PASSAGE PROVIDED below:

The new Deftones album opens with Chino Moreno vowing to “taste a lifestyle that never gets old.” The meaning behind Moreno’s lyrics has always been up to interpretation, but here they seem to clearly outline the premise of the alt-metal veterans’ ninth studio LP: following 2016’s experimental (and admittedly rushed) Gore, their latest sees the band leaning on their heavier impulses to deliver a record only they could make. Ohms calls back to Deftones’ earlier 90s output, mostly eschewing the more nuanced textures they’ve been exploring since 2000’s masterful White Pony. The album rests on a familiar formula that will no doubt leave fans both old and new generally satisfied, while also peppering in a few inventive flourishes that prevent it from feeling entirely uninspired.

End of PASSAGE PROVIDED.
SOURCE MATERIAL below:

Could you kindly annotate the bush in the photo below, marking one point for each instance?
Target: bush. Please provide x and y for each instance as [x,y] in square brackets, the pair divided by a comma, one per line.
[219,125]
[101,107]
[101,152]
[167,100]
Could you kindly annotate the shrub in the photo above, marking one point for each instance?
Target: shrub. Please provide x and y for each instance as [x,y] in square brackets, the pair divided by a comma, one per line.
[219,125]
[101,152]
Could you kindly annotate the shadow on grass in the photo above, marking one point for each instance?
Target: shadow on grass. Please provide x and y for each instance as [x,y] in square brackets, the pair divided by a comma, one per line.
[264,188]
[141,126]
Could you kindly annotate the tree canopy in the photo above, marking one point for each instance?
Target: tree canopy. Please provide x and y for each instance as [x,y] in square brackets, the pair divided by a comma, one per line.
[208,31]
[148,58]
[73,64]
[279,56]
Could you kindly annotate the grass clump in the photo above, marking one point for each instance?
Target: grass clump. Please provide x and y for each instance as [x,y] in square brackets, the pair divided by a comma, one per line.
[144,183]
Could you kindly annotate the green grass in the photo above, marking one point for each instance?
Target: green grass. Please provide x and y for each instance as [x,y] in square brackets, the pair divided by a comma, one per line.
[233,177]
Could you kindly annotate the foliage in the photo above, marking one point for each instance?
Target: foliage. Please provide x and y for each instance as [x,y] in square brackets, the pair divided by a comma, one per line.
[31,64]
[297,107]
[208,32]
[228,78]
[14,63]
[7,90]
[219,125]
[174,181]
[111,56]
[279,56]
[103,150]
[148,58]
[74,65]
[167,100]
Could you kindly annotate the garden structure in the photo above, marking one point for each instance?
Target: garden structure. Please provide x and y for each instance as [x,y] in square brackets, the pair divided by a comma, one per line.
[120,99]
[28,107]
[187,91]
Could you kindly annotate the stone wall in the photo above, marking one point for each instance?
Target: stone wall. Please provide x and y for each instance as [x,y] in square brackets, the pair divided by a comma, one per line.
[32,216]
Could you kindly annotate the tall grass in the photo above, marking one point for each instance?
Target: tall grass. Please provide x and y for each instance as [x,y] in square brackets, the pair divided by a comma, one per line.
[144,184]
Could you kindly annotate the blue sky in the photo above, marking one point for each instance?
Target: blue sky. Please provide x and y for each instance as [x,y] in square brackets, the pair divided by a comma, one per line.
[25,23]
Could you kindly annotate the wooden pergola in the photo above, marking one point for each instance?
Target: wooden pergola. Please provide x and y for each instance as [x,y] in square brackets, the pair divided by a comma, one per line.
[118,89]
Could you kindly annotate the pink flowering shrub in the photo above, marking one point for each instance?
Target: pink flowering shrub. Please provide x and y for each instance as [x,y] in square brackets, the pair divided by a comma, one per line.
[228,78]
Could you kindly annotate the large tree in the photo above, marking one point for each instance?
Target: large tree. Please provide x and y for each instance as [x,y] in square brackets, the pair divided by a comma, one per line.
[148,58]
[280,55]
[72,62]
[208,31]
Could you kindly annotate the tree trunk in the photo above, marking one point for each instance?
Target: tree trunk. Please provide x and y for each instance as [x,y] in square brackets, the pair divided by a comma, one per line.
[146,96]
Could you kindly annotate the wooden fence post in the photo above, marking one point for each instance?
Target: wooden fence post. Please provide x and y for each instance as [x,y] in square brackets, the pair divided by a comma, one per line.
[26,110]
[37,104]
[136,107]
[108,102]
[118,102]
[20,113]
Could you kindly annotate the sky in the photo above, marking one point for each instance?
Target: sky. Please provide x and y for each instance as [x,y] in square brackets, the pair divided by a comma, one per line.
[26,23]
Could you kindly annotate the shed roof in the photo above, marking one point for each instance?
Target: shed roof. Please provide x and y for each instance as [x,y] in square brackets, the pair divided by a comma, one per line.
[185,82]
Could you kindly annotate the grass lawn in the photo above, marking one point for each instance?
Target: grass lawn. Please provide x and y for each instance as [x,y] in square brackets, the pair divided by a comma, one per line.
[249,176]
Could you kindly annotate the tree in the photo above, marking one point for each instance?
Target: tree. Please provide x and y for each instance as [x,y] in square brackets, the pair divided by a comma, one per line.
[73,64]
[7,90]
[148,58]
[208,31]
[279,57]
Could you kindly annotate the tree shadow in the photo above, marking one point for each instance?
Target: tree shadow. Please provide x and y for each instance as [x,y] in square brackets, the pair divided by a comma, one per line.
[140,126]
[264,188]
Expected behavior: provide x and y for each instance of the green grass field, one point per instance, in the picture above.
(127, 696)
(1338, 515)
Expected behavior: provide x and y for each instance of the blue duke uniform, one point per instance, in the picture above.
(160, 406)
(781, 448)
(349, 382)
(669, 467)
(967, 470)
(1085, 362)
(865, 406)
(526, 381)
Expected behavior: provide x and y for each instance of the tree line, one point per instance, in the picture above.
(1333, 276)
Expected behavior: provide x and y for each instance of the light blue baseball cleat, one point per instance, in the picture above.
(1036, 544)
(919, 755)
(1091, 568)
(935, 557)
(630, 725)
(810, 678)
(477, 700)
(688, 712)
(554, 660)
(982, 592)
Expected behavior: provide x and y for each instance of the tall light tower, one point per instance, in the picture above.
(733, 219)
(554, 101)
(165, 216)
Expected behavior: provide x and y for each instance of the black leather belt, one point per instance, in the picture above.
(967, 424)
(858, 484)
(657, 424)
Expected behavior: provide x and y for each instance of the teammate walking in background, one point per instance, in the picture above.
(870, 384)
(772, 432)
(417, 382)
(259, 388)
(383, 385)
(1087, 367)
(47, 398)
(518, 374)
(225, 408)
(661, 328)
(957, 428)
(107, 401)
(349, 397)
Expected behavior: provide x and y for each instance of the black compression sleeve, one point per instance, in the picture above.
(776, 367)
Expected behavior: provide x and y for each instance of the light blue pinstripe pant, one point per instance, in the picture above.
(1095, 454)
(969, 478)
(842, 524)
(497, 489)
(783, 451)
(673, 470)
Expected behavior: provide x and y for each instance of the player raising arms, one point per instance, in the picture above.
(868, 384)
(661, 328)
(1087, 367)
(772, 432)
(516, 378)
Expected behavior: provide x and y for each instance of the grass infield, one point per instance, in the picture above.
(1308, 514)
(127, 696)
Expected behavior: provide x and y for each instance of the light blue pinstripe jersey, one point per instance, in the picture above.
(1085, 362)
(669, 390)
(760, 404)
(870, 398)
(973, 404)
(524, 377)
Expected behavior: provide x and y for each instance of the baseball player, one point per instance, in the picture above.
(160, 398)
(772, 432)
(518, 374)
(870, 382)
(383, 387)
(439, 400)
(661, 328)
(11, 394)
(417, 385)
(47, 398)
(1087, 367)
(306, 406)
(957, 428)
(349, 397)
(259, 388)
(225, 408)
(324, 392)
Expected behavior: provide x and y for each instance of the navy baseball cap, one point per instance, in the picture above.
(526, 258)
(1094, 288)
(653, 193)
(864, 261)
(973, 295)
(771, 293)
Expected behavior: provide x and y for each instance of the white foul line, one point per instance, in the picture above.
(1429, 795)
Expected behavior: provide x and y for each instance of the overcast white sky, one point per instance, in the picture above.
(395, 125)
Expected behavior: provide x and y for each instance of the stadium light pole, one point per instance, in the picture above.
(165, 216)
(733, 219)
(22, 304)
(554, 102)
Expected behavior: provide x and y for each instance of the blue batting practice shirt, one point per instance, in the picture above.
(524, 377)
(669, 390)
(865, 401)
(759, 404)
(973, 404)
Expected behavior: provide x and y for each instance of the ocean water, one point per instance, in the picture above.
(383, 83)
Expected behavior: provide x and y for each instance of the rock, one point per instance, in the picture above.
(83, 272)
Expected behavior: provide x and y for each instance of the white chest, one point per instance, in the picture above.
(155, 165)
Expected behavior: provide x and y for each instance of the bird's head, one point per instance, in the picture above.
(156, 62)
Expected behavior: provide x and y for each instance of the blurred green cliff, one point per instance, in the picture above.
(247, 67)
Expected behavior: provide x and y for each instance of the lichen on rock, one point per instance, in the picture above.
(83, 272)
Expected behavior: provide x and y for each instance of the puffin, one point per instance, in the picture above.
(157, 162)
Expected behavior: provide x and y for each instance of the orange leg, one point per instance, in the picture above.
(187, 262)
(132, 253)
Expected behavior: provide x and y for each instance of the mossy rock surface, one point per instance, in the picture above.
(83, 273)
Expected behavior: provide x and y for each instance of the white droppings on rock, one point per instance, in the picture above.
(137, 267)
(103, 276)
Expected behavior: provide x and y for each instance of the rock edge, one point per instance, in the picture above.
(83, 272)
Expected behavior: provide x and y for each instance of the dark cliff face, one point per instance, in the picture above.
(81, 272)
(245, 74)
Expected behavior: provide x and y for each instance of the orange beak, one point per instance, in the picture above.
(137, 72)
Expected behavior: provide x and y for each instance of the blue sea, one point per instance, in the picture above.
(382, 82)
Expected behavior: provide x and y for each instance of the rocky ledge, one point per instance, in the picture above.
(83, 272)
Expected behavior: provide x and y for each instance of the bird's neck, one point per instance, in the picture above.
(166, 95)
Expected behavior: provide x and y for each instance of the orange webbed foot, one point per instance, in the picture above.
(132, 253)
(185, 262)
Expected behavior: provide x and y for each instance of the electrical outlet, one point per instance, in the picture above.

End of SOURCE MATERIAL.

Carry the review of the Deftones album Ohms forward from its last sentence. The data is separate material and has no connection to the text.

One thing Ohms has going for it is that it builds a world where time has no bearing; everything is, as Moreno puts it on ‘Error’, “frozen in time”. Whether Deftones’ approach has become outdated is more or less an irrelevant question; you can slip in and out of the album’s vaporous soundscapes just as easily regardless. Moreno’s lyrics are as vague as usual, but they keep returning to the idea of sinking, floating, and other shoegazy tropes: “We’re turning time inside out/ Floating off in the ether/ We’re miles beyond the sound,” he declares on ‘Genesis’. Ohms is as much an active evocation of the past as it is a reflection on the present, and there’s something satisfying about the way the band’s music seems to exist in a liminal space, especially in 2020. Sure, the excellent title track includes the now-ubiquitous phrase “these changing times”, but in the Deftones universe, this could allude to pretty much any other point in human history.
An alternative explanation as to why it works – besides the fact that Deftones have managed to evade the concept of time – could be that the music is simply good. Which also happens to be the biggest issue with Ohms: it’s solid, refreshingly focused, and consistently enjoyable… but rarely rises above that. This is far from the first time the band is relying on the same formula that made them successful; this time, though, it feels like the recipe is there but that one secret ingredient is missing. The chugging riffs and pulverizing rhythm sections haven’t lost their appeal, but there’s very little here that stands out as either distinctly memorable or particularly imaginative, even upon repeated listens.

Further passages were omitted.